Record list:
________________
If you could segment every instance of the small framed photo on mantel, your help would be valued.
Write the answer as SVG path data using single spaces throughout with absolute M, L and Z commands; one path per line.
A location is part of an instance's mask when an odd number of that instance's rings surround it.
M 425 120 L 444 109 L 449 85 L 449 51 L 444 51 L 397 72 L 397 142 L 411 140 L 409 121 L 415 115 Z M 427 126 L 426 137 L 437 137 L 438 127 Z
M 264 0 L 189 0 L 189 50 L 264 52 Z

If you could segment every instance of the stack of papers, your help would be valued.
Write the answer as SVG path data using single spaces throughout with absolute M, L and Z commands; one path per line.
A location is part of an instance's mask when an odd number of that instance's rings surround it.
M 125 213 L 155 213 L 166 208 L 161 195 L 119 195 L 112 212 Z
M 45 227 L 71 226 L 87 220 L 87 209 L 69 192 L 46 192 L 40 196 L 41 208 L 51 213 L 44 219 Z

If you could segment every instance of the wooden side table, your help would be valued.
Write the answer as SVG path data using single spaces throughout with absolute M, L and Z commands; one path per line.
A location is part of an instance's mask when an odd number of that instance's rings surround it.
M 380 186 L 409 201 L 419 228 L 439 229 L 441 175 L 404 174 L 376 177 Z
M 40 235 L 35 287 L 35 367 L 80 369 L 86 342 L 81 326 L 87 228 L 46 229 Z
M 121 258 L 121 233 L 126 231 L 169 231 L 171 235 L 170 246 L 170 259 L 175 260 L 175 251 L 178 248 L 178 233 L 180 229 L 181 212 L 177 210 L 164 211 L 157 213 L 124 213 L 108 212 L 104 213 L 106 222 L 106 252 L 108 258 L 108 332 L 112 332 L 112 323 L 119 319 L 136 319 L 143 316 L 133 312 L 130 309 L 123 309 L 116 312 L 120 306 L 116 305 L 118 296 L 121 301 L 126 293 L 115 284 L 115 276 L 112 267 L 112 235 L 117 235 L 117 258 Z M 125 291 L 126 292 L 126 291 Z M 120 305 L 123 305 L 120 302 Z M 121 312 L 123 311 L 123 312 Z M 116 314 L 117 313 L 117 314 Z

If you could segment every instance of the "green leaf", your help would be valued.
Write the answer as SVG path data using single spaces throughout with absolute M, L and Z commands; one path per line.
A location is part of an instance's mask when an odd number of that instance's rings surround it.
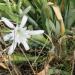
M 56 35 L 59 35 L 59 33 L 60 33 L 60 24 L 58 21 L 56 21 L 55 33 L 56 33 Z

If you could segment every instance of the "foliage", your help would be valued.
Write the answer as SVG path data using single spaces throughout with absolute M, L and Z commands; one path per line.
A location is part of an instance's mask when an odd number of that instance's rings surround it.
M 16 25 L 15 23 L 20 23 L 24 15 L 29 17 L 28 29 L 42 29 L 45 33 L 29 39 L 31 49 L 28 52 L 21 51 L 24 56 L 20 52 L 20 47 L 17 47 L 16 50 L 21 54 L 17 55 L 16 51 L 12 55 L 15 56 L 13 61 L 32 61 L 32 64 L 38 64 L 43 62 L 41 59 L 46 61 L 49 58 L 49 52 L 54 52 L 55 63 L 52 62 L 49 74 L 70 75 L 75 49 L 75 0 L 0 0 L 1 17 L 10 19 Z M 1 34 L 10 32 L 4 23 L 0 25 Z M 1 43 L 3 52 L 10 43 Z M 21 48 L 24 49 L 22 46 Z M 18 58 L 20 60 L 17 60 Z

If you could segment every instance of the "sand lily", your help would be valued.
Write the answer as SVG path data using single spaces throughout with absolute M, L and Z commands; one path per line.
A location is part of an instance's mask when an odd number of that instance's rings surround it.
M 23 16 L 21 24 L 20 25 L 16 25 L 16 27 L 7 19 L 2 17 L 1 20 L 5 23 L 6 26 L 8 26 L 9 28 L 11 28 L 11 32 L 7 35 L 5 35 L 4 41 L 8 41 L 8 40 L 12 40 L 12 45 L 9 47 L 8 50 L 8 54 L 11 55 L 15 48 L 16 45 L 22 43 L 25 50 L 29 50 L 29 46 L 28 46 L 28 38 L 31 37 L 31 35 L 38 35 L 38 34 L 42 34 L 44 33 L 43 30 L 27 30 L 26 27 L 24 27 L 26 25 L 28 17 L 27 16 Z

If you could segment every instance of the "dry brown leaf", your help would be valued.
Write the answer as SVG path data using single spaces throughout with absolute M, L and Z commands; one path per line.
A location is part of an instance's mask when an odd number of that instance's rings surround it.
M 55 12 L 55 15 L 56 15 L 57 19 L 58 19 L 59 22 L 60 22 L 60 32 L 61 32 L 60 34 L 63 35 L 64 32 L 65 32 L 65 26 L 64 26 L 64 22 L 63 22 L 63 18 L 62 18 L 60 9 L 59 9 L 59 7 L 56 6 L 56 5 L 53 5 L 52 7 L 53 7 L 53 10 L 54 10 L 54 12 Z

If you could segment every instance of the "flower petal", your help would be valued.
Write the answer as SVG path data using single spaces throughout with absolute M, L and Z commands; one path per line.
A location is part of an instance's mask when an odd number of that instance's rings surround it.
M 24 25 L 25 25 L 26 22 L 27 22 L 27 19 L 28 19 L 28 17 L 27 17 L 26 15 L 24 15 L 23 18 L 22 18 L 22 21 L 21 21 L 20 27 L 24 27 Z
M 38 35 L 38 34 L 43 34 L 44 30 L 35 30 L 35 31 L 30 31 L 28 33 L 29 35 Z
M 9 28 L 15 28 L 15 26 L 7 19 L 2 17 L 1 20 L 5 23 L 6 26 L 8 26 Z
M 15 50 L 15 48 L 16 48 L 16 45 L 17 45 L 16 42 L 13 42 L 13 43 L 12 43 L 12 45 L 9 47 L 8 55 L 11 55 L 11 54 L 14 52 L 14 50 Z
M 21 43 L 23 44 L 23 46 L 24 46 L 24 48 L 25 48 L 26 50 L 29 50 L 29 46 L 28 46 L 26 40 L 25 40 L 25 41 L 22 41 Z
M 3 37 L 4 41 L 11 40 L 12 35 L 13 35 L 12 33 L 9 33 L 9 34 L 5 35 L 5 36 Z

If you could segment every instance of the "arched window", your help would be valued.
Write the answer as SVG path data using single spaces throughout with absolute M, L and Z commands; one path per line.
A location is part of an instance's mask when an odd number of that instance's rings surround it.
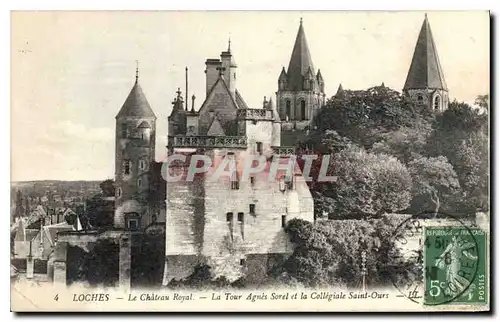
________________
The request: Rewrite the records starting at the beginning and ending at the line containing "M 264 0 L 189 0 L 189 50 L 264 52 Z", changing "mantel" to "shelf" and leaving everything else as it is.

Correct output:
If you could segment every instance of the small framed photo on shelf, your help would be valued.
Write the answer as SVG path data using single spaces throughout with absolute M, L and Z commands; one path per line.
A location is part of an instance's mask when an odd number of that instance's rings surround it.
M 425 120 L 444 109 L 449 85 L 449 51 L 444 51 L 397 72 L 397 142 L 411 140 L 409 121 L 415 115 Z M 427 126 L 426 137 L 437 137 L 438 127 Z
M 264 0 L 189 0 L 189 50 L 264 52 Z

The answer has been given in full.